START SOURCE MATERIAL
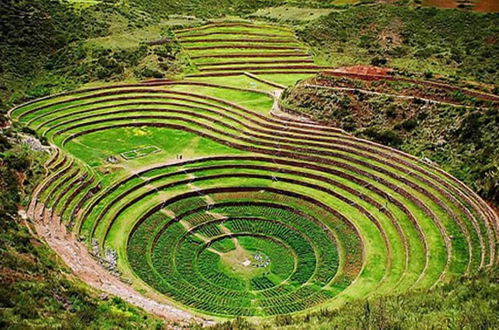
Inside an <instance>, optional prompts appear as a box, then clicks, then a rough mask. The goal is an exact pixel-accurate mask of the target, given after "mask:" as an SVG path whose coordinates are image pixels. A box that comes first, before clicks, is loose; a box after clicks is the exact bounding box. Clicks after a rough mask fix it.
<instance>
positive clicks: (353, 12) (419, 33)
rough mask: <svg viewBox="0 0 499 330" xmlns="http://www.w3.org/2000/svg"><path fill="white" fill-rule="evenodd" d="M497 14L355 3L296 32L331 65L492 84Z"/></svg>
mask: <svg viewBox="0 0 499 330" xmlns="http://www.w3.org/2000/svg"><path fill="white" fill-rule="evenodd" d="M498 33H499V16H498V15H497V14H483V13H476V12H465V11H460V10H439V9H436V8H416V9H415V8H411V7H408V6H406V5H381V4H378V5H371V6H355V7H350V8H348V9H346V10H344V11H335V12H332V13H330V14H329V15H327V16H324V17H321V18H320V19H318V20H317V21H314V22H312V23H310V24H308V25H306V26H305V27H304V28H303V29H301V31H299V35H300V36H301V38H302V40H303V41H305V42H307V43H309V45H310V46H311V47H312V48H313V50H314V52H315V53H316V54H317V55H318V56H319V57H322V58H324V60H325V62H327V63H331V64H332V65H352V64H354V63H358V64H375V65H387V66H390V67H395V68H398V69H400V70H404V71H410V72H432V73H434V74H442V75H446V76H448V77H452V78H456V79H458V80H461V79H474V80H477V81H481V82H486V83H494V84H497V82H498V81H497V58H498V57H499V42H498V41H497V35H498Z"/></svg>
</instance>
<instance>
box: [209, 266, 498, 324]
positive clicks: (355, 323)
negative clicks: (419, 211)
mask: <svg viewBox="0 0 499 330" xmlns="http://www.w3.org/2000/svg"><path fill="white" fill-rule="evenodd" d="M498 281H499V273H498V271H497V269H496V270H494V271H492V272H491V273H486V272H484V273H481V274H478V275H476V276H473V277H469V278H463V279H461V280H457V281H454V282H452V283H449V284H446V285H441V286H439V287H437V288H434V289H432V290H430V291H425V292H411V293H406V294H403V295H398V296H388V297H382V298H381V297H380V298H372V299H370V300H369V301H357V302H354V303H349V304H347V305H345V306H344V307H342V308H340V309H338V310H335V311H330V312H327V311H323V312H318V313H313V314H308V315H305V316H303V317H294V318H293V317H289V316H283V317H278V318H277V319H276V320H274V321H273V322H272V323H271V325H270V327H271V328H273V329H275V328H283V329H435V328H436V329H447V328H451V329H452V328H459V329H462V328H467V329H495V328H497V327H498V326H499V321H498V319H497V310H498V309H499V305H498V300H497V296H498V295H499V285H498ZM267 326H268V325H267ZM234 328H237V329H264V328H265V326H263V325H256V324H251V323H249V322H247V321H245V320H242V319H237V320H235V321H232V322H229V323H226V324H221V325H217V326H214V327H212V329H234Z"/></svg>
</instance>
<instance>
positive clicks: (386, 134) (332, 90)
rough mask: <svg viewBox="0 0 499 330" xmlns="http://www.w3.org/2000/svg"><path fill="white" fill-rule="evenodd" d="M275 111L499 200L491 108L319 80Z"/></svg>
mask: <svg viewBox="0 0 499 330" xmlns="http://www.w3.org/2000/svg"><path fill="white" fill-rule="evenodd" d="M345 88H346V90H345ZM281 104H282V105H283V106H284V107H285V108H287V109H288V110H292V111H294V112H298V113H300V114H306V115H307V116H309V117H311V118H313V119H314V120H317V121H321V122H325V123H328V124H331V125H334V126H337V127H341V128H343V129H344V130H346V131H348V132H351V133H352V134H355V135H357V136H359V137H366V138H369V139H371V140H373V141H376V142H379V143H382V144H385V145H388V146H392V147H397V148H399V149H401V150H403V151H406V152H409V153H411V154H413V155H416V156H418V157H421V158H429V159H431V160H433V161H435V162H436V163H438V164H439V165H440V166H441V167H442V168H443V169H445V170H446V171H449V172H450V173H452V174H453V175H454V176H456V177H457V178H459V179H460V180H462V181H464V182H465V183H466V184H468V185H470V186H471V187H472V188H473V189H474V190H475V191H477V192H479V193H480V195H482V196H483V197H485V198H488V199H490V200H493V201H496V202H498V201H499V186H498V185H497V182H498V178H499V177H498V173H499V159H498V158H497V155H498V154H499V143H498V141H499V132H498V130H497V127H498V125H499V117H498V111H497V103H494V102H490V101H484V100H480V99H477V98H475V97H470V96H467V95H464V94H463V93H461V92H459V91H458V92H455V91H445V90H442V89H439V88H431V87H427V86H424V85H421V86H418V85H417V84H412V83H406V82H397V81H395V82H394V81H389V82H386V81H365V80H360V79H349V78H344V77H327V76H324V75H319V76H317V77H315V78H311V79H308V80H305V81H303V82H300V83H298V84H297V85H296V86H295V87H293V88H290V89H288V90H286V91H285V93H284V94H283V98H282V100H281Z"/></svg>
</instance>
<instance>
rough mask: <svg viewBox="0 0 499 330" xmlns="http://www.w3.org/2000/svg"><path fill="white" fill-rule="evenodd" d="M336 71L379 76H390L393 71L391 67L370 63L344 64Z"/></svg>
mask: <svg viewBox="0 0 499 330" xmlns="http://www.w3.org/2000/svg"><path fill="white" fill-rule="evenodd" d="M333 71H334V72H342V73H355V74H359V75H364V74H365V75H378V76H388V74H389V73H390V72H391V71H392V70H391V69H389V68H381V67H377V66H370V65H354V66H343V67H339V68H336V69H334V70H333Z"/></svg>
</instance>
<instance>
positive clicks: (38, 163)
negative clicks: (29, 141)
mask: <svg viewBox="0 0 499 330" xmlns="http://www.w3.org/2000/svg"><path fill="white" fill-rule="evenodd" d="M2 138H3V136H2ZM1 142H2V143H1V147H0V151H1V153H0V172H1V175H0V187H2V191H4V189H5V191H6V192H8V193H2V197H1V198H0V282H1V283H2V286H1V287H0V327H2V328H23V329H31V328H73V329H78V328H87V329H89V328H92V329H93V328H95V329H109V328H134V329H137V328H142V329H151V328H154V327H158V326H161V324H162V321H160V320H159V319H157V318H155V317H152V316H149V315H147V314H146V313H145V312H143V311H142V310H140V309H138V308H136V307H132V306H130V305H129V304H127V303H125V302H124V301H123V300H121V299H119V298H112V297H107V295H104V296H100V297H99V296H98V293H97V292H95V291H94V290H91V289H89V287H88V286H87V285H85V284H84V283H82V282H81V281H79V280H77V279H75V278H74V277H72V276H71V275H70V271H69V270H68V269H67V268H66V267H65V266H64V265H63V264H62V262H61V261H60V259H58V257H57V256H56V255H55V253H54V252H53V251H52V250H51V249H50V248H49V247H48V246H47V245H46V244H45V243H44V242H42V241H40V240H38V239H37V238H35V237H33V236H32V235H31V229H28V227H27V226H25V225H24V224H23V221H22V220H21V218H20V217H19V216H18V215H17V213H16V212H17V206H18V204H19V203H22V201H23V200H24V199H25V198H26V196H29V193H30V190H31V189H32V187H33V186H34V185H36V183H37V182H38V179H39V178H40V175H41V174H42V171H43V170H42V169H41V167H40V165H39V164H40V163H41V160H42V159H44V158H46V155H42V154H39V153H34V152H30V151H28V150H26V149H25V148H22V147H21V146H20V145H16V144H11V143H6V142H5V141H4V140H3V139H2V141H1Z"/></svg>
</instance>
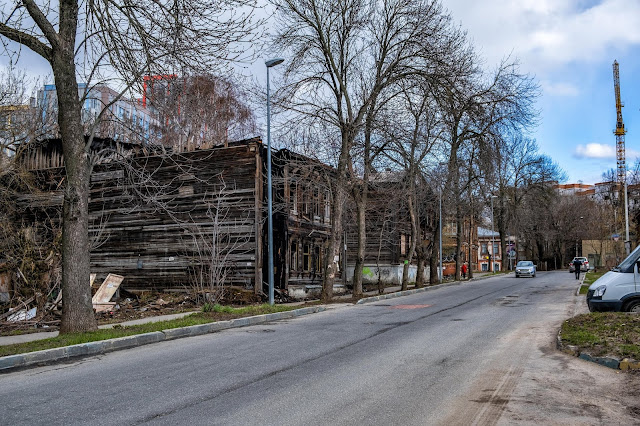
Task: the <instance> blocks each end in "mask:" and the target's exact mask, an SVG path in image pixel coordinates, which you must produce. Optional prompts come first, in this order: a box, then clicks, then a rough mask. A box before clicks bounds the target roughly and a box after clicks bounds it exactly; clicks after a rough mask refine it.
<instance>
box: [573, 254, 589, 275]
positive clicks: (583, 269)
mask: <svg viewBox="0 0 640 426" xmlns="http://www.w3.org/2000/svg"><path fill="white" fill-rule="evenodd" d="M576 259H578V260H579V261H580V262H582V266H580V270H581V271H582V272H587V271H588V270H589V260H588V259H587V258H586V257H574V258H573V260H572V261H571V263H569V272H571V273H573V272H575V271H576V267H575V266H573V262H574V261H575V260H576Z"/></svg>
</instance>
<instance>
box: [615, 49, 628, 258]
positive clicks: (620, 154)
mask: <svg viewBox="0 0 640 426" xmlns="http://www.w3.org/2000/svg"><path fill="white" fill-rule="evenodd" d="M613 88H614V90H615V92H616V129H615V130H614V131H613V134H614V135H616V159H617V162H618V186H619V188H620V190H621V191H622V192H623V196H624V220H625V237H626V238H625V241H624V246H625V250H626V252H627V255H629V253H630V252H631V241H630V240H629V198H628V197H629V194H628V192H627V165H626V164H625V156H626V154H625V147H624V135H625V133H627V131H626V130H625V129H624V123H623V122H622V107H623V106H624V105H622V101H621V100H620V67H619V65H618V61H615V60H614V61H613Z"/></svg>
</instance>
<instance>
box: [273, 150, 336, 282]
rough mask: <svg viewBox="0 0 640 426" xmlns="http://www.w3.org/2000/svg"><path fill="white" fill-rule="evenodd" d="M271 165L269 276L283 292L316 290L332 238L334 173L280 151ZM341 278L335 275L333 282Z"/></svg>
mask: <svg viewBox="0 0 640 426" xmlns="http://www.w3.org/2000/svg"><path fill="white" fill-rule="evenodd" d="M273 158H274V160H273V162H274V171H275V173H274V175H275V176H274V186H275V188H276V189H275V191H274V194H275V195H274V200H275V204H274V205H275V207H274V229H277V230H278V232H277V233H275V235H274V252H275V253H276V256H274V269H275V271H274V276H275V282H276V283H280V285H282V286H283V287H284V288H286V289H288V288H289V287H290V286H304V285H320V284H322V280H323V272H324V268H323V262H324V260H325V259H324V256H326V252H327V249H328V241H329V236H330V232H331V203H332V202H333V201H332V200H333V196H332V194H333V191H332V185H333V182H334V179H335V170H334V169H333V168H331V167H329V166H327V165H325V164H323V163H321V162H319V161H317V160H313V159H311V158H309V157H305V156H303V155H300V154H295V153H293V152H291V151H288V150H281V151H279V152H277V153H276V154H275V155H274V156H273ZM339 278H340V274H338V275H337V279H339Z"/></svg>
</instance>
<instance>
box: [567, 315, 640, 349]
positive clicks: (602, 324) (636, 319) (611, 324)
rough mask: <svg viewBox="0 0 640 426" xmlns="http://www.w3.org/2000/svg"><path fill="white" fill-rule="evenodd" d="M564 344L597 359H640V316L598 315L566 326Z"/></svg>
mask: <svg viewBox="0 0 640 426" xmlns="http://www.w3.org/2000/svg"><path fill="white" fill-rule="evenodd" d="M561 336H562V342H563V343H564V344H567V345H573V346H577V347H578V348H579V350H580V352H582V351H586V352H588V353H590V354H591V355H594V356H613V357H616V358H619V359H622V358H632V359H635V360H640V315H637V314H629V313H624V312H594V313H590V314H583V315H577V316H575V317H573V318H571V319H569V320H567V321H565V322H564V323H563V324H562V334H561Z"/></svg>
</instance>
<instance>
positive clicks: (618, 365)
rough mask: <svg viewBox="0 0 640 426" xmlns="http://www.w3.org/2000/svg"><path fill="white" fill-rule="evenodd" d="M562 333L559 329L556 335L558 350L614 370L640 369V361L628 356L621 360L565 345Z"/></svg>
mask: <svg viewBox="0 0 640 426" xmlns="http://www.w3.org/2000/svg"><path fill="white" fill-rule="evenodd" d="M561 334H562V332H561V331H558V335H557V336H556V347H557V348H558V350H560V351H561V352H564V353H565V354H567V355H571V356H574V357H576V358H580V359H583V360H585V361H590V362H594V363H596V364H600V365H602V366H605V367H608V368H611V369H613V370H622V371H627V370H640V362H636V361H633V360H630V359H628V358H625V359H623V360H619V359H617V358H613V357H600V356H593V355H591V354H589V353H586V352H580V350H579V349H578V347H577V346H573V345H566V346H565V345H564V344H563V343H562V337H561Z"/></svg>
END SOURCE MATERIAL
- **HOW TO COMPLETE THIS TASK**: The answer must be the lines above, word for word, from the first one through the line with "positive clicks: (353, 12) (419, 33)", pictures excluded.

- **COMPLETED EXERCISE**:
Inside an <instance>, optional prompts appear as a box, then clicks, then a rough mask. The goal is an exact pixel-accurate mask of the target, given after "mask:" as an SVG path whose coordinates are image pixels. A box that comes first, before clicks, is loose; a box after clicks is the exact bounding box. Clicks after a rough mask fix it.
<instance>
positive clicks: (353, 12) (419, 33)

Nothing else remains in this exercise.